> **Records for this task**
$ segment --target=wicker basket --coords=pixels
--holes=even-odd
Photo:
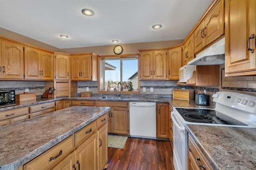
[[[92,96],[92,92],[80,92],[81,97],[90,97]]]

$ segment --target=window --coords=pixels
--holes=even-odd
[[[137,58],[108,59],[104,61],[105,90],[110,86],[108,91],[116,91],[118,82],[121,82],[123,91],[138,91]]]

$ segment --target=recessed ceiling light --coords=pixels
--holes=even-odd
[[[118,42],[119,42],[119,41],[118,40],[116,40],[116,39],[114,40],[112,40],[112,42],[113,42],[113,43],[117,43]]]
[[[87,16],[92,16],[94,14],[94,12],[89,9],[84,9],[82,10],[82,12]]]
[[[62,38],[64,38],[65,39],[68,38],[68,35],[60,35],[60,37]]]
[[[160,24],[154,25],[152,26],[152,27],[154,29],[159,29],[161,27],[162,27],[162,25],[160,25]]]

> **Aim of the exercise**
Arrange every line of the material above as a numbered list, leaving out blank lines and the picture.

> **Exercise solution**
1. $ segment --target=wicker basket --coords=pixels
2. --holes=even-odd
3. Photo:
4. [[[92,96],[92,92],[80,92],[81,97],[90,97]]]
5. $ segment --target=window --coords=pixels
6. --holes=even-odd
7. [[[137,58],[108,59],[104,61],[105,90],[110,86],[108,91],[116,91],[118,82],[121,82],[123,91],[138,91]]]
8. $ segment --target=recessed ceiling light --coords=pixels
9. --holes=even-odd
10. [[[118,42],[119,42],[119,41],[118,40],[116,40],[116,39],[114,40],[112,40],[112,42],[113,42],[113,43],[117,43]]]
11. [[[87,16],[92,16],[94,14],[94,12],[89,9],[84,9],[82,10],[82,12]]]
12. [[[62,38],[64,38],[65,39],[68,38],[68,35],[60,35],[60,37]]]
13. [[[160,24],[154,25],[152,26],[152,27],[154,29],[159,29],[161,27],[162,27],[162,25],[160,25]]]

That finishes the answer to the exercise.